BEGIN

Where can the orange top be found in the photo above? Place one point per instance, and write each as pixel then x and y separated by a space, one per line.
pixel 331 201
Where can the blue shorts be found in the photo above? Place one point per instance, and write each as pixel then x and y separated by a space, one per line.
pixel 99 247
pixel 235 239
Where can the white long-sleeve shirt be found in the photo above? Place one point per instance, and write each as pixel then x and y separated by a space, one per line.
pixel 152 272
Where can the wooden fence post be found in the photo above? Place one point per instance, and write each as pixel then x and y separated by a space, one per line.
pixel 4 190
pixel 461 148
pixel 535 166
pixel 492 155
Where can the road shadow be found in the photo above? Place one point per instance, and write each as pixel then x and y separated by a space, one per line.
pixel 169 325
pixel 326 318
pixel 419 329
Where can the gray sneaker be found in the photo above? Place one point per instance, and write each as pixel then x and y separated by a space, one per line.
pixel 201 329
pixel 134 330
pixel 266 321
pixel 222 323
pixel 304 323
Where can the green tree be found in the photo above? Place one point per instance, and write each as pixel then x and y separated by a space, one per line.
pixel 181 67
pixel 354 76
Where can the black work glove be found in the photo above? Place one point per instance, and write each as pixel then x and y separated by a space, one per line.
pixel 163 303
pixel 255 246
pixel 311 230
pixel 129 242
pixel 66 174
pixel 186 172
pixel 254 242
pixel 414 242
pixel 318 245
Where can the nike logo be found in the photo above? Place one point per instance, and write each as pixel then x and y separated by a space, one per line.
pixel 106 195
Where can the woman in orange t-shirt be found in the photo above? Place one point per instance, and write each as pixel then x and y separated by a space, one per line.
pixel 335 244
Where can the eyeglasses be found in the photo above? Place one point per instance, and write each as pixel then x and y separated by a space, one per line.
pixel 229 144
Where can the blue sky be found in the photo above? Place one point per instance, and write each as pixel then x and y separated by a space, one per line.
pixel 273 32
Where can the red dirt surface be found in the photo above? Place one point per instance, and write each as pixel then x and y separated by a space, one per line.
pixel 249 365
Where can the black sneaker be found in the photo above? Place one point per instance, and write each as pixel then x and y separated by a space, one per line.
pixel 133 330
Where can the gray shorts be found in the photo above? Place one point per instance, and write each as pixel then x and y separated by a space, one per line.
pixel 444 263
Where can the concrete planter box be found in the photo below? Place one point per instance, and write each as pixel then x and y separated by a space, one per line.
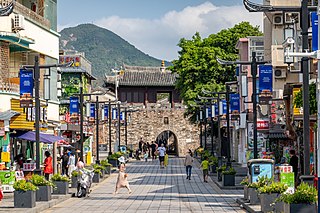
pixel 74 182
pixel 43 193
pixel 266 201
pixel 62 188
pixel 300 208
pixel 253 196
pixel 113 162
pixel 245 193
pixel 24 199
pixel 96 178
pixel 228 180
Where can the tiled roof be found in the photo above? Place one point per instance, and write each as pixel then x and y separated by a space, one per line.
pixel 145 76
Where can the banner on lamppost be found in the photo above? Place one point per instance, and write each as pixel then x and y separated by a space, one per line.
pixel 314 22
pixel 265 79
pixel 26 88
pixel 235 103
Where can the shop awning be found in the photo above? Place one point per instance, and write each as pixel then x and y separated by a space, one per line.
pixel 45 138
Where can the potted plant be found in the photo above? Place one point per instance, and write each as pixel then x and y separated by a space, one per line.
pixel 302 200
pixel 24 194
pixel 252 189
pixel 107 166
pixel 213 163
pixel 44 187
pixel 74 178
pixel 98 173
pixel 219 172
pixel 245 183
pixel 268 195
pixel 228 177
pixel 62 184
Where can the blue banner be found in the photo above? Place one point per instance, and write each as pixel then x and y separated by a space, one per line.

END

:: Task statement ::
Reproduce exactly the line that contains "Where can the potted" together with each line after it to the end of the entries; include no other lines.

:: Exercise response ::
Where can the potted plant be found in the photo above? Place one point per instance, and write each as pixel then x and y separated by a space, one per line.
pixel 302 200
pixel 24 194
pixel 252 189
pixel 107 166
pixel 213 163
pixel 44 187
pixel 74 178
pixel 98 173
pixel 219 172
pixel 245 183
pixel 268 195
pixel 228 177
pixel 62 184
Where can the blue banner be found in the photo above? Place one point per instance, and write each as pixel then x and y separated by a space, one per line.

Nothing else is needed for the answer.